* **Work to do**
Starting at the line that holds "Reviewer note: confirm that each instance of the seated", copy every line exactly through the end of the data, and no others.

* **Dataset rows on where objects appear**

+++

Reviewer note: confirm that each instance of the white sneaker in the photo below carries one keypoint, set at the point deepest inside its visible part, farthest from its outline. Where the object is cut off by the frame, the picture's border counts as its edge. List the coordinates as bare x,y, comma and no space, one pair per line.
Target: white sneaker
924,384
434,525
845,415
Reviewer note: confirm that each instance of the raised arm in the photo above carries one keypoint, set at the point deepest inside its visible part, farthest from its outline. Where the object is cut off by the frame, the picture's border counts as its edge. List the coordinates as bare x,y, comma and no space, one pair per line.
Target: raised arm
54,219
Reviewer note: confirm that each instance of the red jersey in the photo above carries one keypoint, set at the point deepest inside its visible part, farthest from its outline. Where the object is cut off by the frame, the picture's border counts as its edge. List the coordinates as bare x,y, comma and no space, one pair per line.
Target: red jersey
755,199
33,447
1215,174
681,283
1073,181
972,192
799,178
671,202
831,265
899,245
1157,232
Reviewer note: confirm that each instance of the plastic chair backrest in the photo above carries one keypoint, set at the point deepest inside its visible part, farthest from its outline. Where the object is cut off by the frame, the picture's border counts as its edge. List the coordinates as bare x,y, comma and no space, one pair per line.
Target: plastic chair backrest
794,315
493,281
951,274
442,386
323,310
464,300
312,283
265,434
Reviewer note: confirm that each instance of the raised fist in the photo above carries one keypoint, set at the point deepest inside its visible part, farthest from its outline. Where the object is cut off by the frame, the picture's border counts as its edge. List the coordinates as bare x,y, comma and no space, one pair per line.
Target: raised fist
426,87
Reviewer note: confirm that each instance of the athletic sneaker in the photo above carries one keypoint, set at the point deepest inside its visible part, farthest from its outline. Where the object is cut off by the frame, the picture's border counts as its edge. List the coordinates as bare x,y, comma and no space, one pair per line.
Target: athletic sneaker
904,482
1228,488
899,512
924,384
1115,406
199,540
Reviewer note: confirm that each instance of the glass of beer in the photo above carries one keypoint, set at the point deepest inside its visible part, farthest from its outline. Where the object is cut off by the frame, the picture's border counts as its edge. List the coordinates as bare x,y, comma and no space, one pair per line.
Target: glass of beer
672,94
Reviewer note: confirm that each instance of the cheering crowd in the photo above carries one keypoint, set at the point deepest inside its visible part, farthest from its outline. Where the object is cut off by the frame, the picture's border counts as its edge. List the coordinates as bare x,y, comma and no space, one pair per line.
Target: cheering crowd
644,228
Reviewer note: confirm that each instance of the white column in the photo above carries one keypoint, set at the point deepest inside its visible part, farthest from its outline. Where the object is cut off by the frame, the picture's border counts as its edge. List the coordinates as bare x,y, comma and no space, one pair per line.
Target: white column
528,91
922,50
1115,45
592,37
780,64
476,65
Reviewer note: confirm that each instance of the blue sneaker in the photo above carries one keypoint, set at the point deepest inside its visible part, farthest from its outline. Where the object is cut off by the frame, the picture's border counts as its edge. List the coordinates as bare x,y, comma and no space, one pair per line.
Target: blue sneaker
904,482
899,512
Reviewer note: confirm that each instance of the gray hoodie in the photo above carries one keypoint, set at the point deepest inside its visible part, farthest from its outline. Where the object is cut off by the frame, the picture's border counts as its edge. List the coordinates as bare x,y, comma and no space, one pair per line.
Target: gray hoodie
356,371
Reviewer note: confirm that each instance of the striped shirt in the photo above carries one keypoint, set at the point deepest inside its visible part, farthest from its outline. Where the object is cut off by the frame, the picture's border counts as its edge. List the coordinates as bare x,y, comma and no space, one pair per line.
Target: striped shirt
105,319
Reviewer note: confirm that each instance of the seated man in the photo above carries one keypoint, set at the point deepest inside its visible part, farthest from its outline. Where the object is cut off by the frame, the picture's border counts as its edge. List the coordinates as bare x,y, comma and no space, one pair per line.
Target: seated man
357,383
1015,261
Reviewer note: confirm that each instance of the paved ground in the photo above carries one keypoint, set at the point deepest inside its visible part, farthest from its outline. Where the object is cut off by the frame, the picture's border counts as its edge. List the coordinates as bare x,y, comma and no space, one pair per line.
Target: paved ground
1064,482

+++

* **Final result**
Reviewer note: confirm that each instance of the seated man in the photo above carries one keypoint, set at the point deepest inside its visible part, farthest from its outline. Where the object is cut off by the frame, the picture's border counts as its edge. List the coordinates as bare x,y, comma and no space, one pair per line.
Target: seated man
357,383
1015,261
Reviewer note: confirm that each instance of the paved ground in the photo above carries one keypoint, set at the point deepest inside its visible part, farthest from its outline. Where the object is cut off by the frame, the picture's border counts as its edge. List the coordinates as bare x,y, comma and no space, one pair per line.
Target: paved ground
1064,482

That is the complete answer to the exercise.